- **Dataset records**

· · ·

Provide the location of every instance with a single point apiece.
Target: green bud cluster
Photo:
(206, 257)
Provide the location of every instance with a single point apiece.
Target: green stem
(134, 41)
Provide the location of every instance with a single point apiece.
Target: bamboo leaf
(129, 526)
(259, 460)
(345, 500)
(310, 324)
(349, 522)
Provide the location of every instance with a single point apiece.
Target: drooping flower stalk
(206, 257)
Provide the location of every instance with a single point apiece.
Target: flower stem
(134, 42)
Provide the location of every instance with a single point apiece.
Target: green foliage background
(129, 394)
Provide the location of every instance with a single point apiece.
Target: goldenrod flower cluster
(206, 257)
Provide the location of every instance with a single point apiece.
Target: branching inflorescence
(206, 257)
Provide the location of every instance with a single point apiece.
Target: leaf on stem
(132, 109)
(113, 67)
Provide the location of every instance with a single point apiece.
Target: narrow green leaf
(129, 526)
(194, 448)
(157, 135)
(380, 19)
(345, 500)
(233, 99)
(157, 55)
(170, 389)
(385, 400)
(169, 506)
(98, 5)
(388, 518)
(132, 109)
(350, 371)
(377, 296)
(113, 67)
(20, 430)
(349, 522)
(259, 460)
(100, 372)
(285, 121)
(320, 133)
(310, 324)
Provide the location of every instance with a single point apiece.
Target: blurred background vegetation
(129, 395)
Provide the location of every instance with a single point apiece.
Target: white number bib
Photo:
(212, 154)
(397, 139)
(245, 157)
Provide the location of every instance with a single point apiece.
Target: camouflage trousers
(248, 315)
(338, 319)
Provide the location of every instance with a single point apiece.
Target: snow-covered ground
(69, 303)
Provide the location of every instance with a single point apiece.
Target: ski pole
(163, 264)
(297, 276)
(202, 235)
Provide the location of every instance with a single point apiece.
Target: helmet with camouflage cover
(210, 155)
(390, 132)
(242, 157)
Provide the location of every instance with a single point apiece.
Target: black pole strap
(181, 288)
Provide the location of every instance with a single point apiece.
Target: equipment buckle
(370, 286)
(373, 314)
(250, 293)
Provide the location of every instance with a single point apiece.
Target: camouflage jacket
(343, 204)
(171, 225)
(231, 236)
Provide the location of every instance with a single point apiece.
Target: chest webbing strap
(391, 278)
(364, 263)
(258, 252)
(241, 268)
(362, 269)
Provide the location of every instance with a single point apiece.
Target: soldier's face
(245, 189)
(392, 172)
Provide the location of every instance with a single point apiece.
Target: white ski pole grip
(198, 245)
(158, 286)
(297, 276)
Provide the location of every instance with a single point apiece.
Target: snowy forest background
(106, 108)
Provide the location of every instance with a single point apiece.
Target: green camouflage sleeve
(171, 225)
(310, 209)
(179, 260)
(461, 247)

· · ·

Return each line of the data above that contains the string "leaf". Match it case-sensitively.

Target: bamboo leaf
Target: leaf on stem
Target: narrow green leaf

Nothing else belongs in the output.